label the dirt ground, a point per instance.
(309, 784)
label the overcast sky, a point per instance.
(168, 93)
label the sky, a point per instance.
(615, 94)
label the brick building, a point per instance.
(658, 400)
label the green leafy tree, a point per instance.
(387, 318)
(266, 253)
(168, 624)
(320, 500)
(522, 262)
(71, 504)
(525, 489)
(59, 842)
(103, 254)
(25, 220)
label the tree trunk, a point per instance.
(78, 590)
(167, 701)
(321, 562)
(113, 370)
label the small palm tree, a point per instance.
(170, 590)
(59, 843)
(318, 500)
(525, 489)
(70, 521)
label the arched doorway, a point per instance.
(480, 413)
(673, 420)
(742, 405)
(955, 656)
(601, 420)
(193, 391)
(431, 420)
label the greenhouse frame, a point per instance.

━━━━━━━━━━━━━━━━━━━━━━━━━━━━━━

*Instruction*:
Rewrite all of the entries above as a numbered list, leaving out any blank lines.

*Right answer*:
1. label the dirt ground, a point per instance.
2. (309, 784)
3. label the overcast sky, a point per instance.
4. (168, 93)
5. label the sky, a point per instance.
6. (615, 94)
7. label the brick building, a point per instance.
8. (658, 400)
9. label the green leafy tree, a point per instance.
10. (387, 318)
11. (266, 253)
12. (168, 624)
13. (320, 500)
14. (522, 262)
15. (71, 504)
16. (525, 489)
17. (59, 842)
18. (103, 254)
19. (25, 220)
20. label the tree trunk, a point per instance.
21. (78, 590)
22. (167, 701)
23. (321, 562)
24. (113, 370)
25. label the small palm tree, a point per instance.
26. (170, 590)
27. (59, 843)
28. (318, 500)
29. (525, 489)
30. (70, 521)
31. label the arched doorway, a point per instance.
32. (480, 413)
33. (673, 420)
34. (742, 405)
35. (955, 656)
36. (601, 420)
37. (193, 391)
38. (431, 420)
39. label the greenhouse frame, a point per instance.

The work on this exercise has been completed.